● What is required
Among the entries below, count the lines holding the string "element". Respond with the number alone.

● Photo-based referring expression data
--- START ---
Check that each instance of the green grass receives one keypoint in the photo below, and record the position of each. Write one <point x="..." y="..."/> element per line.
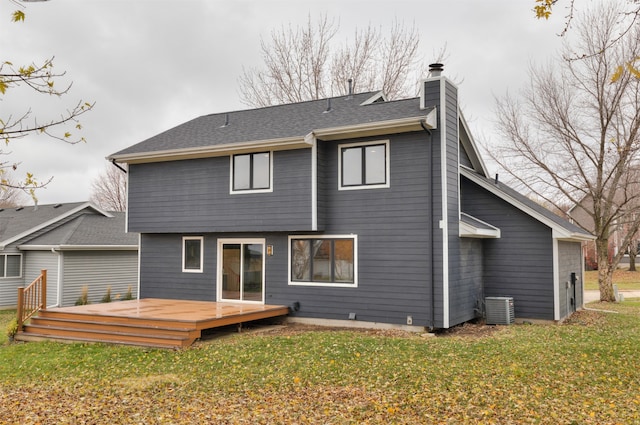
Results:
<point x="580" y="372"/>
<point x="625" y="279"/>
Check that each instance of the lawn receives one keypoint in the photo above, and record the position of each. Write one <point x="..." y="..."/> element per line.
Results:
<point x="581" y="372"/>
<point x="621" y="277"/>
--- END ---
● Expected answer
2